*Consegna 1*
Secondo il brano sulla carne coltivata, in che data Singapore ha completato il processo di approvazione per un prodotto cell-based con cellule di pollo?
*Consegna 2*
Stampa dal brano sulla carne coltivata tutto il tratto che va da "Nell’editoriale scientifico pubblicato" giù fino a "di questo tipo?".

Quali sono i vantaggi della carne coltivata rispetto a quella animale?
«I vantaggi potenziali sono tanti: la carne coltivata è più etica, perché per produrla non serve macellare animali; riduce il rischio di malattie zoonotiche come l'influenza aviaria o la salmonella; è più sostenibile, perché richiede meno risorse rispetto all'allevamento tradizionale; contrasta la resistenza agli antibiotici; aiuta a combattere la fame nel mondo; favorisce l'innovazione e la diversificazione dell'industria alimentare; potenzialmente, permette di personalizzare le proprietà nutritive, ad esempio producendo carne magra o con le caratteristiche nutrizionali desiderate».
La commercializzazione della carne coltivata è vicina?
«Attualmente, la carne coltivata è per lo più in fase di sviluppo e non è ancora ampiamente disponibile sul mercato. Tuttavia, negli ultimi anni ci sono stati progressi significativi nella ricerca e nello sviluppo. Alcune aziende hanno già condotto test di degustazione e stanno pianificando la produzione su scala ridotta. Tuttavia, ci sono ancora sfide da affrontare, come la riduzione dei costi e il miglioramento della scala di produzione, per non parlare delle questioni normative o della percezione da parte dei consumatori.
Fondamentale è il processo di approvazione da parte degli enti deputati alla valutazione della sicurezza. A Singapore è stato completato il 2 dicembre 2020 per un prodotto cell-based con cellule di pollo; qualche giorno fa, è successo lo stesso negli Stati Uniti per alcuni prodotti simili».
Nell’editoriale scientifico pubblicato su Nature Biotechnology invocate una nuova "Asilomar", un forum in cui la comunità scientifica, ma anche i rappresentanti dell'industria e della società civile possano confrontarsi su questi temi. Qual è il senso di un’iniziativa di questo tipo?
«Noi e gli altri studiosi che hanno firmato l’editoriale crediamo sia necessario fare chiarezza su dove si vuole andare e cosa si vuole ottenere. Per farlo, è indispensabile coinvolgere nel dibattito tutti i soggetti interessati, a livello sociale, politico ed economico. Solo in questo modo sarà possibile costruire un consenso condiviso e generare un sentimento di sicurezza nell’opinione pubblica.
L’editoriale su Nature ha formalizzato la richiesta per un’iniziativa di questo tipo. Il contesto deve naturalmente essere internazionale, non solo locale, perché la questione si pone a livello globale».

*Voci fornite*
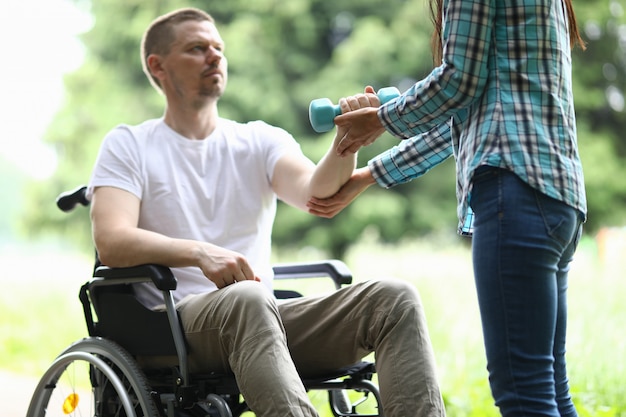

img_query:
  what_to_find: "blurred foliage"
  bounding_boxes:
[19,0,626,257]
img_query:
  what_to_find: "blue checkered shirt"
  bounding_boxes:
[368,0,587,234]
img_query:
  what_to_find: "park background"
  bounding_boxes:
[0,0,626,417]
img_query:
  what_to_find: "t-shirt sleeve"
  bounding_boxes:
[247,122,302,182]
[87,125,143,198]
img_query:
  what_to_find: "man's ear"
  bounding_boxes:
[146,54,163,80]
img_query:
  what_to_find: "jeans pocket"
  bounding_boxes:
[535,191,581,246]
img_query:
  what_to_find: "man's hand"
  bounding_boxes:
[198,244,261,288]
[307,167,375,219]
[335,107,385,156]
[335,85,385,156]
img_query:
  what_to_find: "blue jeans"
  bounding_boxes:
[471,168,582,417]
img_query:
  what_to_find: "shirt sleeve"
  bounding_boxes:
[368,118,453,188]
[378,0,496,139]
[87,125,143,198]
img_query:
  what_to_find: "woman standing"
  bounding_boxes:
[310,0,587,417]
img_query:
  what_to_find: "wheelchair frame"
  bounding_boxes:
[27,187,383,417]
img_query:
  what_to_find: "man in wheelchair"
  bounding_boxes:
[87,9,445,417]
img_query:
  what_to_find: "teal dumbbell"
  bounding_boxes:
[309,87,400,133]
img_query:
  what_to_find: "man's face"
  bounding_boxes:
[160,20,228,99]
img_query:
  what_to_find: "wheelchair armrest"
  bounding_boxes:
[273,259,352,288]
[93,264,177,291]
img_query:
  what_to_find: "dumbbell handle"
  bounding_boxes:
[309,87,400,133]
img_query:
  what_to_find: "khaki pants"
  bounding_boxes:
[177,280,445,417]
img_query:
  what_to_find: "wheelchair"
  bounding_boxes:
[27,186,383,417]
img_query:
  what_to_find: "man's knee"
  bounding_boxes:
[220,281,279,320]
[369,279,421,307]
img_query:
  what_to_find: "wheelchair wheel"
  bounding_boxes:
[27,337,159,417]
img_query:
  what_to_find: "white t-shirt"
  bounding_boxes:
[88,119,301,307]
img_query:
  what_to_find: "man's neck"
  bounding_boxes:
[164,98,218,139]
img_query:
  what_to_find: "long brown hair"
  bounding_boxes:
[430,0,586,65]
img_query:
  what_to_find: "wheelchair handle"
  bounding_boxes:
[57,185,89,213]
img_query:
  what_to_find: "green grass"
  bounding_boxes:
[0,232,626,417]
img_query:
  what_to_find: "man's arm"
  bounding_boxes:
[91,187,258,288]
[272,86,380,211]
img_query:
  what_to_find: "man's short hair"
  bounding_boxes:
[141,7,215,92]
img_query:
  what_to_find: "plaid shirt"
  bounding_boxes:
[368,0,587,234]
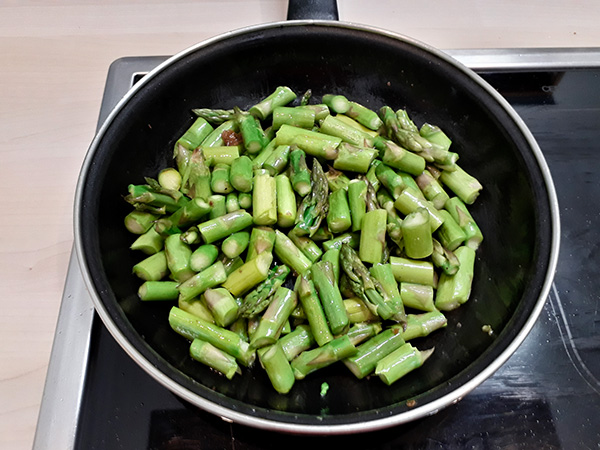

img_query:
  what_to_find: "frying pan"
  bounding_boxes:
[75,2,559,434]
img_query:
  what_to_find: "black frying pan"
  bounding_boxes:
[75,0,559,434]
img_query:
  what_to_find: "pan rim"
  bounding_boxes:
[74,20,560,435]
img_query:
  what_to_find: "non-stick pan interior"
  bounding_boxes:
[77,23,553,425]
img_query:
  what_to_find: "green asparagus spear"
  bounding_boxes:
[221,231,250,258]
[190,339,242,380]
[198,210,252,244]
[250,287,298,348]
[375,343,433,385]
[435,246,475,311]
[258,342,296,394]
[311,261,349,335]
[344,328,404,379]
[229,155,252,192]
[138,281,179,301]
[289,147,312,197]
[296,158,329,236]
[203,288,239,327]
[169,306,256,366]
[252,170,277,225]
[223,252,273,297]
[250,86,296,120]
[178,261,227,301]
[292,335,357,380]
[275,174,297,228]
[239,265,290,318]
[246,227,275,262]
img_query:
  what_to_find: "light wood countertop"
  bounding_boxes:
[0,0,600,450]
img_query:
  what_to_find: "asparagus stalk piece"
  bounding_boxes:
[370,264,406,323]
[344,328,404,379]
[273,230,312,275]
[375,164,406,199]
[250,287,298,348]
[440,165,483,205]
[415,170,450,209]
[125,209,158,234]
[204,288,239,328]
[276,325,315,361]
[229,155,253,192]
[178,261,227,301]
[292,335,357,380]
[381,140,425,175]
[250,86,297,120]
[138,281,179,301]
[273,106,315,130]
[223,252,273,297]
[390,256,435,286]
[208,194,227,219]
[311,261,349,335]
[201,119,238,148]
[190,244,219,272]
[165,234,195,282]
[345,102,383,131]
[200,145,240,166]
[321,116,374,148]
[327,189,352,233]
[402,208,433,259]
[225,192,242,213]
[296,158,329,236]
[323,233,360,252]
[322,248,340,284]
[234,108,266,154]
[333,142,377,174]
[169,306,256,366]
[192,108,235,125]
[431,239,460,275]
[298,274,333,346]
[130,227,164,255]
[325,167,350,192]
[198,210,253,244]
[258,343,296,394]
[289,148,312,197]
[400,282,436,311]
[344,297,379,323]
[252,170,277,225]
[237,192,252,212]
[210,164,233,194]
[348,180,367,231]
[401,311,448,341]
[322,94,350,114]
[375,343,433,385]
[239,265,290,318]
[263,145,291,177]
[394,187,444,231]
[133,251,169,281]
[221,231,250,258]
[246,227,275,262]
[190,339,242,380]
[435,246,475,311]
[189,150,212,200]
[358,209,387,264]
[340,244,398,320]
[177,296,215,323]
[445,197,483,250]
[288,230,323,263]
[275,174,297,228]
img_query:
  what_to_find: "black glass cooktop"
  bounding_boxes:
[75,54,600,450]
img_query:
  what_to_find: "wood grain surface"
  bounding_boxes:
[0,0,600,450]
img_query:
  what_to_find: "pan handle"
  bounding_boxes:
[287,0,339,20]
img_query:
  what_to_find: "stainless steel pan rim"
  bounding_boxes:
[74,20,560,435]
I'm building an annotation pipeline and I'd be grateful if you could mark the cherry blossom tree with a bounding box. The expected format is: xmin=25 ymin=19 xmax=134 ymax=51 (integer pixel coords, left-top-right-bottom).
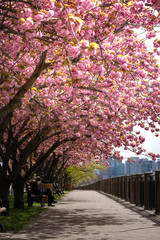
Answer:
xmin=0 ymin=0 xmax=160 ymax=210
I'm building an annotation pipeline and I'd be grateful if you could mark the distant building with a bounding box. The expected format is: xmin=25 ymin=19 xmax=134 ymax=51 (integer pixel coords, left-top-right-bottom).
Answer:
xmin=99 ymin=157 xmax=160 ymax=179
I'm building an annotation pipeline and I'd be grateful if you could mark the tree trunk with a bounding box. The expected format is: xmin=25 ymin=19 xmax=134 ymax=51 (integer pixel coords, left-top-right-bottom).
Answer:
xmin=0 ymin=177 xmax=10 ymax=215
xmin=13 ymin=177 xmax=24 ymax=209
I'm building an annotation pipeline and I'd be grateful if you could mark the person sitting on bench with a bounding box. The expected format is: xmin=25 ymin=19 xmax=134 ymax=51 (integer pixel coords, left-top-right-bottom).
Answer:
xmin=30 ymin=176 xmax=57 ymax=206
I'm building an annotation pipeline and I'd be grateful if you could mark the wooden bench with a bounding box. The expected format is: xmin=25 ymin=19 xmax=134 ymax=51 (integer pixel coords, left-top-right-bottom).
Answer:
xmin=0 ymin=199 xmax=6 ymax=232
xmin=26 ymin=182 xmax=46 ymax=207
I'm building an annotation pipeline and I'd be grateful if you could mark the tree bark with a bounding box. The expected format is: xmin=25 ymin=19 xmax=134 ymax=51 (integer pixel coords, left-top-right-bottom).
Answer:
xmin=0 ymin=177 xmax=11 ymax=215
xmin=13 ymin=176 xmax=24 ymax=209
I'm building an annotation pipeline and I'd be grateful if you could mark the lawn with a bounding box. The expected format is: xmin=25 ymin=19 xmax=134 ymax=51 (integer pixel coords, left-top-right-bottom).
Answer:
xmin=0 ymin=192 xmax=67 ymax=232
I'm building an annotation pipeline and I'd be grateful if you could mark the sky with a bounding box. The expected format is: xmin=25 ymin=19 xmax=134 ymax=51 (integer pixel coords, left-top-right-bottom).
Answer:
xmin=120 ymin=129 xmax=160 ymax=158
xmin=121 ymin=26 xmax=160 ymax=158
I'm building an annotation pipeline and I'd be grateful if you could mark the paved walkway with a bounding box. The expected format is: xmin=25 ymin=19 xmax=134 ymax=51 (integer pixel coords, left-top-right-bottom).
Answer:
xmin=0 ymin=190 xmax=160 ymax=240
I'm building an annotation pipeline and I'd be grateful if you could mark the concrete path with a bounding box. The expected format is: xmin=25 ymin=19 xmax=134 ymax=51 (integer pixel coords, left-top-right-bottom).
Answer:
xmin=0 ymin=190 xmax=160 ymax=240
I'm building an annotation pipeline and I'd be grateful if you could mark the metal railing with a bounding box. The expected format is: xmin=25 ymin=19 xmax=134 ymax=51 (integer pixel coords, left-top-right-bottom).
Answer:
xmin=78 ymin=171 xmax=160 ymax=214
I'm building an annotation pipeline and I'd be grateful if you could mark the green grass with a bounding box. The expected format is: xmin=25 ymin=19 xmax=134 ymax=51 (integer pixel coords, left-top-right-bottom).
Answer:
xmin=0 ymin=191 xmax=67 ymax=232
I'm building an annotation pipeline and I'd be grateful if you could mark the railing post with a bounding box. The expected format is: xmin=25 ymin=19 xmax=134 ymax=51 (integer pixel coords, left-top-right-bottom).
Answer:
xmin=155 ymin=171 xmax=160 ymax=214
xmin=136 ymin=174 xmax=142 ymax=206
xmin=144 ymin=172 xmax=151 ymax=210
xmin=130 ymin=175 xmax=135 ymax=203
xmin=124 ymin=176 xmax=129 ymax=201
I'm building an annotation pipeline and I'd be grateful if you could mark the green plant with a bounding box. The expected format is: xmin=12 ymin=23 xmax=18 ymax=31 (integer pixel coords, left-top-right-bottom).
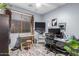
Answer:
xmin=0 ymin=3 xmax=7 ymax=9
xmin=64 ymin=38 xmax=79 ymax=56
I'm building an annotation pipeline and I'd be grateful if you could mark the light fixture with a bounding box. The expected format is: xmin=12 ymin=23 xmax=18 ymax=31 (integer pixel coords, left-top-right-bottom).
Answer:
xmin=36 ymin=3 xmax=42 ymax=8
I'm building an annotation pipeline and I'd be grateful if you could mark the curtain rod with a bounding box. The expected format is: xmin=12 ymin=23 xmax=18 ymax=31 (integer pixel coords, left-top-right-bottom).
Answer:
xmin=11 ymin=9 xmax=33 ymax=16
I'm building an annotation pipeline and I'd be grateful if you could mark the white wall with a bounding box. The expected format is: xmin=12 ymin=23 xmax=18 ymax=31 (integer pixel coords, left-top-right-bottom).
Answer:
xmin=9 ymin=6 xmax=43 ymax=49
xmin=44 ymin=3 xmax=79 ymax=38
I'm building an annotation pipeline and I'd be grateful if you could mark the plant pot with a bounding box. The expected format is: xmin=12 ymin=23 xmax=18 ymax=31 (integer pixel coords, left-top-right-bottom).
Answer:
xmin=0 ymin=9 xmax=5 ymax=14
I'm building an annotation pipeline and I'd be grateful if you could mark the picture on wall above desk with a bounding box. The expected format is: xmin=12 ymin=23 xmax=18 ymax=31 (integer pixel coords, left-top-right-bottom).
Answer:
xmin=58 ymin=23 xmax=66 ymax=30
xmin=51 ymin=18 xmax=57 ymax=26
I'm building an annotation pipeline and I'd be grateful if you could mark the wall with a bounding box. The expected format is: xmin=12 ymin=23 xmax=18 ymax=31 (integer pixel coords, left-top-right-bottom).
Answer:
xmin=44 ymin=3 xmax=79 ymax=38
xmin=9 ymin=6 xmax=43 ymax=49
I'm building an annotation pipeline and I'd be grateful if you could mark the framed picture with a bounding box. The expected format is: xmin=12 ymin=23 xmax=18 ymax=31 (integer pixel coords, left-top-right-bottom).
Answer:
xmin=58 ymin=23 xmax=66 ymax=30
xmin=52 ymin=18 xmax=57 ymax=26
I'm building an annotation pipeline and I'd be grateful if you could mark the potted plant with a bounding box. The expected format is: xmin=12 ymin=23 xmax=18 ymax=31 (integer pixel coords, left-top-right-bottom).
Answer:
xmin=0 ymin=3 xmax=8 ymax=14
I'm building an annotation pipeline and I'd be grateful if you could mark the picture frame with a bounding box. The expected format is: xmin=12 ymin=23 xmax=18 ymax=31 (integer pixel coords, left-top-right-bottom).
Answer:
xmin=51 ymin=18 xmax=57 ymax=26
xmin=58 ymin=23 xmax=66 ymax=30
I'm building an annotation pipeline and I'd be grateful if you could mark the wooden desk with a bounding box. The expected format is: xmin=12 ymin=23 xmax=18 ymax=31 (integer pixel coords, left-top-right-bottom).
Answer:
xmin=21 ymin=35 xmax=33 ymax=50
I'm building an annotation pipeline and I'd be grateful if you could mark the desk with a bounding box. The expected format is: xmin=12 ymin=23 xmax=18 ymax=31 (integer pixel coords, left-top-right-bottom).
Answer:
xmin=54 ymin=38 xmax=67 ymax=43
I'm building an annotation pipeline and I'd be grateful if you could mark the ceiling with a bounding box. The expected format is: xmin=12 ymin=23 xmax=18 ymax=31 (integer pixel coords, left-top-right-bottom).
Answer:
xmin=8 ymin=3 xmax=65 ymax=14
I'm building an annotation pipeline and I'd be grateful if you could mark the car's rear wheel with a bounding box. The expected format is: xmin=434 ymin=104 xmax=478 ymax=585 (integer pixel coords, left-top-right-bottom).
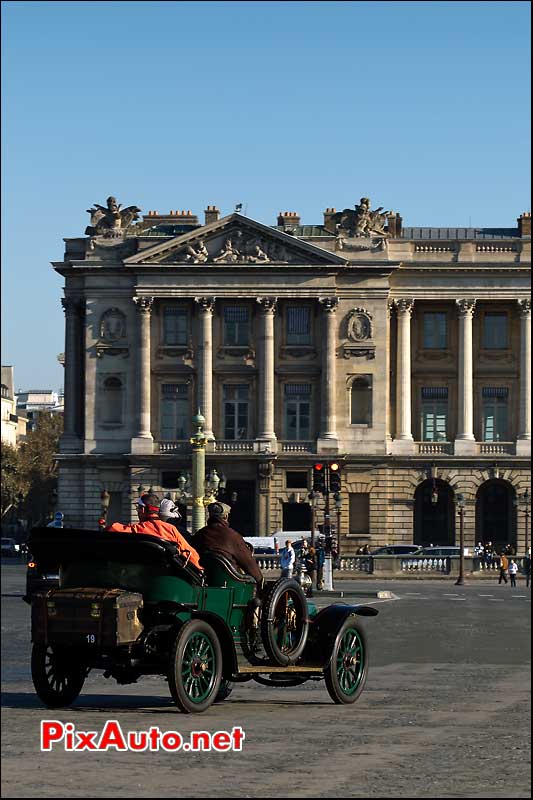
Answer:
xmin=261 ymin=578 xmax=309 ymax=666
xmin=168 ymin=619 xmax=222 ymax=714
xmin=324 ymin=617 xmax=368 ymax=704
xmin=31 ymin=644 xmax=87 ymax=708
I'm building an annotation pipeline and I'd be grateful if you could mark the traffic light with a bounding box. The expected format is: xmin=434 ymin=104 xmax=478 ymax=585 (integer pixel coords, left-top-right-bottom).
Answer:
xmin=313 ymin=462 xmax=326 ymax=494
xmin=329 ymin=461 xmax=341 ymax=494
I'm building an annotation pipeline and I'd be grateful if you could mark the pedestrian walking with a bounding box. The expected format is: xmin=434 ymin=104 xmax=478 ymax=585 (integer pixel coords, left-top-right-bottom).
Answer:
xmin=303 ymin=547 xmax=316 ymax=597
xmin=316 ymin=540 xmax=326 ymax=589
xmin=509 ymin=558 xmax=518 ymax=587
xmin=279 ymin=539 xmax=296 ymax=578
xmin=522 ymin=551 xmax=531 ymax=589
xmin=498 ymin=553 xmax=509 ymax=585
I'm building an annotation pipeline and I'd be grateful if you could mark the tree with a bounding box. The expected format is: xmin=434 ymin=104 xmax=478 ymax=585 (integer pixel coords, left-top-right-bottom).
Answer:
xmin=1 ymin=444 xmax=29 ymax=520
xmin=19 ymin=411 xmax=63 ymax=525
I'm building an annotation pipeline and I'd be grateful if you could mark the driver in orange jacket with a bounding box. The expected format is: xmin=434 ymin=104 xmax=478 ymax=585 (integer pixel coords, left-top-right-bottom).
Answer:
xmin=106 ymin=494 xmax=203 ymax=570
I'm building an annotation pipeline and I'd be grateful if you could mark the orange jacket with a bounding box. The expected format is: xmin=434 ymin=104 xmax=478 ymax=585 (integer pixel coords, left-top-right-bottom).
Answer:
xmin=106 ymin=519 xmax=203 ymax=570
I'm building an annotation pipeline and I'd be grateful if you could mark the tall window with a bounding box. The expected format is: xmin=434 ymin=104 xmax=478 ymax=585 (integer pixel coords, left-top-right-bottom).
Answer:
xmin=424 ymin=311 xmax=448 ymax=350
xmin=350 ymin=375 xmax=372 ymax=425
xmin=284 ymin=383 xmax=311 ymax=441
xmin=224 ymin=306 xmax=250 ymax=347
xmin=482 ymin=386 xmax=509 ymax=442
xmin=287 ymin=306 xmax=311 ymax=344
xmin=348 ymin=492 xmax=370 ymax=533
xmin=483 ymin=312 xmax=509 ymax=350
xmin=421 ymin=386 xmax=448 ymax=442
xmin=223 ymin=384 xmax=249 ymax=439
xmin=101 ymin=377 xmax=122 ymax=425
xmin=161 ymin=383 xmax=190 ymax=441
xmin=163 ymin=307 xmax=188 ymax=345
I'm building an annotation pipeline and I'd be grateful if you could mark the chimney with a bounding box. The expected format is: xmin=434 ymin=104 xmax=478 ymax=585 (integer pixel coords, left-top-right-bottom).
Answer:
xmin=324 ymin=208 xmax=336 ymax=233
xmin=278 ymin=211 xmax=300 ymax=228
xmin=387 ymin=211 xmax=402 ymax=239
xmin=517 ymin=211 xmax=531 ymax=236
xmin=204 ymin=206 xmax=220 ymax=225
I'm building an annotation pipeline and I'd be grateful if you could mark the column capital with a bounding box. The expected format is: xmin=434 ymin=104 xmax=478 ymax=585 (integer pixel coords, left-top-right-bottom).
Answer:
xmin=516 ymin=297 xmax=531 ymax=317
xmin=194 ymin=297 xmax=216 ymax=314
xmin=133 ymin=297 xmax=154 ymax=314
xmin=392 ymin=297 xmax=415 ymax=316
xmin=455 ymin=297 xmax=477 ymax=317
xmin=255 ymin=297 xmax=278 ymax=314
xmin=318 ymin=297 xmax=339 ymax=314
xmin=61 ymin=297 xmax=85 ymax=317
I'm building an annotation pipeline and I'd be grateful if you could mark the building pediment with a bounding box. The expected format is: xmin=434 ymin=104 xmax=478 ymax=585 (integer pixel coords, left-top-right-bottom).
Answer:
xmin=124 ymin=214 xmax=346 ymax=267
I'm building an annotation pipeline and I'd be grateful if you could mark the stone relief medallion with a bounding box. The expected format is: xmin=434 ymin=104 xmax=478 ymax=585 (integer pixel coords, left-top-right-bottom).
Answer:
xmin=100 ymin=308 xmax=126 ymax=342
xmin=347 ymin=308 xmax=372 ymax=342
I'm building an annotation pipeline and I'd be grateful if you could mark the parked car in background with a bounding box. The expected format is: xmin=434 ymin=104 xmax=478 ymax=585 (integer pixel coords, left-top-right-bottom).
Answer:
xmin=419 ymin=545 xmax=461 ymax=558
xmin=2 ymin=537 xmax=20 ymax=558
xmin=370 ymin=544 xmax=422 ymax=556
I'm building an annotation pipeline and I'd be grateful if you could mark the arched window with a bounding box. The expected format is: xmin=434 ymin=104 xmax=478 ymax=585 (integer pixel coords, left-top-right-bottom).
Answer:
xmin=102 ymin=377 xmax=122 ymax=425
xmin=350 ymin=375 xmax=372 ymax=425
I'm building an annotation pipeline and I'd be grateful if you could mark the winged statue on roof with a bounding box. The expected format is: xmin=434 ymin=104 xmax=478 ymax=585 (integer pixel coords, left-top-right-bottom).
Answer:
xmin=85 ymin=197 xmax=141 ymax=237
xmin=332 ymin=197 xmax=391 ymax=238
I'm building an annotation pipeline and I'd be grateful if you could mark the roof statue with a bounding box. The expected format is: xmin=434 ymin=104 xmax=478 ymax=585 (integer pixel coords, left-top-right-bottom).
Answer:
xmin=332 ymin=197 xmax=391 ymax=241
xmin=85 ymin=197 xmax=141 ymax=238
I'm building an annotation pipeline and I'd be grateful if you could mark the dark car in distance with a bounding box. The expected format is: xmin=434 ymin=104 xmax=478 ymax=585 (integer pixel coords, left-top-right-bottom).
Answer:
xmin=370 ymin=544 xmax=421 ymax=556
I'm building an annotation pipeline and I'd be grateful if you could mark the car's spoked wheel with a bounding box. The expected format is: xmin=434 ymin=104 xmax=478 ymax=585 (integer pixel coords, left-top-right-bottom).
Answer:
xmin=31 ymin=644 xmax=87 ymax=708
xmin=261 ymin=578 xmax=309 ymax=666
xmin=168 ymin=620 xmax=222 ymax=714
xmin=324 ymin=619 xmax=368 ymax=704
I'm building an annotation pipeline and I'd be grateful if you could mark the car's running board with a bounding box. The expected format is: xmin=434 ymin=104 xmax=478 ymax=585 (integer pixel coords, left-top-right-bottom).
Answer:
xmin=237 ymin=664 xmax=324 ymax=675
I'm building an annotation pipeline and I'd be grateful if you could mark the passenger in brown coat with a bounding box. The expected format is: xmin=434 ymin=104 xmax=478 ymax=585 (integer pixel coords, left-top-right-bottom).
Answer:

*Risposta 1*
Il 2 dicembre 2020.

*Risposta 2*
Nell’editoriale scientifico pubblicato su Nature Biotechnology invocate una nuova "Asilomar", un forum in cui la comunità scientifica, ma anche i rappresentanti dell'industria e della società civile possano confrontarsi su questi temi. Qual è il senso di un’iniziativa di questo tipo?